Records for the task START

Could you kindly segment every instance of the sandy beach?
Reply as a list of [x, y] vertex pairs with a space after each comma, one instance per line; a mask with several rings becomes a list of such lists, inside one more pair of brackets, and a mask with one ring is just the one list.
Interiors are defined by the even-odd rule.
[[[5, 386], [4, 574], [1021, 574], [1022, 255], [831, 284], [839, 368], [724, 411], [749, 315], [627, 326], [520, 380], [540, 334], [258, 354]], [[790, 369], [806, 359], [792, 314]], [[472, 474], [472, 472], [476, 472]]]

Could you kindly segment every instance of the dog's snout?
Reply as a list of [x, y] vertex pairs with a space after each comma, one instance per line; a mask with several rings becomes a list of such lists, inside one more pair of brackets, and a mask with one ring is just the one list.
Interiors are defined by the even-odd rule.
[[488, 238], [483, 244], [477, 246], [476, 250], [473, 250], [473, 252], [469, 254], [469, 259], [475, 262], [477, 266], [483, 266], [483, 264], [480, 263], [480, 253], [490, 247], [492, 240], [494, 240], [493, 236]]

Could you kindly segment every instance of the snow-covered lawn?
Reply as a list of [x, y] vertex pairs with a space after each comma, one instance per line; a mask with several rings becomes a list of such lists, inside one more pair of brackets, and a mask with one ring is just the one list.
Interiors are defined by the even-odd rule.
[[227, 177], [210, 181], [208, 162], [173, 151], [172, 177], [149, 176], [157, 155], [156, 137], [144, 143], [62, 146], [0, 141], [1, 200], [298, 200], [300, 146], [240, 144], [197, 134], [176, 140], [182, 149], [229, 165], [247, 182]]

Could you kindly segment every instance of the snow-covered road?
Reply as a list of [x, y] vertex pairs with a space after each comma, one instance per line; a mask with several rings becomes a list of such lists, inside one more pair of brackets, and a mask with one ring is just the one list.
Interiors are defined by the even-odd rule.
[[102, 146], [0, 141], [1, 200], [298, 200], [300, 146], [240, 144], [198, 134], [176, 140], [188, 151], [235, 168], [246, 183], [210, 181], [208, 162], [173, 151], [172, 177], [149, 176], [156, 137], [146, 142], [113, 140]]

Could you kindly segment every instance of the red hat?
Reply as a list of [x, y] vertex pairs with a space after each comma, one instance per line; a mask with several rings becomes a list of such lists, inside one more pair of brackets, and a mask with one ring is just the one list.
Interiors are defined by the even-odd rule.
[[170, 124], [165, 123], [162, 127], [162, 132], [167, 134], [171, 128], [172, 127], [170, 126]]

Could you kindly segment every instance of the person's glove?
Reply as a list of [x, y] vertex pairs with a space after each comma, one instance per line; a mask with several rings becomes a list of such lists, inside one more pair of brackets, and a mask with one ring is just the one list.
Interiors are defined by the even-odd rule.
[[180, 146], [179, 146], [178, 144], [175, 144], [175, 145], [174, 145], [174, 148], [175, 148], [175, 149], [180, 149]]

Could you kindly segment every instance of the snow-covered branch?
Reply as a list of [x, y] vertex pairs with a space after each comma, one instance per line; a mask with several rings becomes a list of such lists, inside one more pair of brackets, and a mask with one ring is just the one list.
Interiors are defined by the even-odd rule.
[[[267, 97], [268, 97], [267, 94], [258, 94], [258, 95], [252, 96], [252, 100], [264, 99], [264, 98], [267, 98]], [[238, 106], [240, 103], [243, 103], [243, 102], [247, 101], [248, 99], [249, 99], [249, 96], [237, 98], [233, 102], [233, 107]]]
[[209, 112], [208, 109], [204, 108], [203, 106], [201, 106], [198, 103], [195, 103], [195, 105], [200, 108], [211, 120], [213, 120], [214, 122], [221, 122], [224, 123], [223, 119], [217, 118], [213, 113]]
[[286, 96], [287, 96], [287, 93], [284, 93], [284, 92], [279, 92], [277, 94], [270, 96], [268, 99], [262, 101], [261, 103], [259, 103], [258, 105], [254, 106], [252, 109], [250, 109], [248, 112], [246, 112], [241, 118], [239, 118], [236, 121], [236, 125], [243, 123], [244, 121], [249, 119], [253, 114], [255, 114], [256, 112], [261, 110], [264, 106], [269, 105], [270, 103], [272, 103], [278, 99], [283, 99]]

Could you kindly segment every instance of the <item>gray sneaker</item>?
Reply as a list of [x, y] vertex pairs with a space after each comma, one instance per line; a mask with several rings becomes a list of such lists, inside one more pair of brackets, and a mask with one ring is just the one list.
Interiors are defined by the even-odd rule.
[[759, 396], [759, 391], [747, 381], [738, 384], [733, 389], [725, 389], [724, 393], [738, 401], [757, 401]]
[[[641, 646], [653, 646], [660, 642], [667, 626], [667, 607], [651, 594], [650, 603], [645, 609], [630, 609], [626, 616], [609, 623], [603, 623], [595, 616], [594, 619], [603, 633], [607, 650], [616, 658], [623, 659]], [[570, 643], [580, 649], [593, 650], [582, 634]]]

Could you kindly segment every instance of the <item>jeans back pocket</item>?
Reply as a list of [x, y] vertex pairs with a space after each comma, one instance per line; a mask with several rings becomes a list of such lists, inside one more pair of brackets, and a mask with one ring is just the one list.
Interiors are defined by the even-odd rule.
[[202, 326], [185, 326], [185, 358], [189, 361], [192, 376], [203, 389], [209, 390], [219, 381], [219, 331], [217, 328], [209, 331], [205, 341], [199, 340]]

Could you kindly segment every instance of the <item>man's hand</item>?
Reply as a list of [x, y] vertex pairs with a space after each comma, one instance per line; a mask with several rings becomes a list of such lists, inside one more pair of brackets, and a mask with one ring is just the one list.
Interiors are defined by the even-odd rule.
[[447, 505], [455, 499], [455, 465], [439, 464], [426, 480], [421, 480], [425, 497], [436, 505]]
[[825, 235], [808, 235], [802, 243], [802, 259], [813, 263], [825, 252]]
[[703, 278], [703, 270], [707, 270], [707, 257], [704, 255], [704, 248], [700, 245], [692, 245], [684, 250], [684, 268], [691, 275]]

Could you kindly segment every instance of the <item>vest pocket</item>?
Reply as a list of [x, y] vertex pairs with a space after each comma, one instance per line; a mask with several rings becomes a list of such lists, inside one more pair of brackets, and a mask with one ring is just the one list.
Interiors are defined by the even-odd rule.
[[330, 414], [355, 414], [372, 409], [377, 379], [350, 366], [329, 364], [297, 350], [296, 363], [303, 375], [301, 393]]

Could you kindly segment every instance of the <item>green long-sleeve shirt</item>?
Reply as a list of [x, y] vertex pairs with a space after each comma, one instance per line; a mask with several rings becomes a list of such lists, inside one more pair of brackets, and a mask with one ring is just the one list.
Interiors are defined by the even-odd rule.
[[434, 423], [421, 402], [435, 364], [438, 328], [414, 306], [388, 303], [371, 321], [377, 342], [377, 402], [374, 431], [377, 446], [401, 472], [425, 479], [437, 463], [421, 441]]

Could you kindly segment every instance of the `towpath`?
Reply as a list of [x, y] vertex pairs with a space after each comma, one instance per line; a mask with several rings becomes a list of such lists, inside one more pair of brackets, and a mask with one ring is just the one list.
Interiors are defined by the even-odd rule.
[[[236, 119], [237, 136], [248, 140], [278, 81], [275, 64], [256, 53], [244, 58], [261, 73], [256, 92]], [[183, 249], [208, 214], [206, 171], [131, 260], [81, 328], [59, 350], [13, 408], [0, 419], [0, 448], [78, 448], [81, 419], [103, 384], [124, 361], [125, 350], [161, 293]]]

Records for the task END

## Task to carry out
State the number of lines of the preceding material in which the word "pocket" is found, and nothing more.

## Task answer
2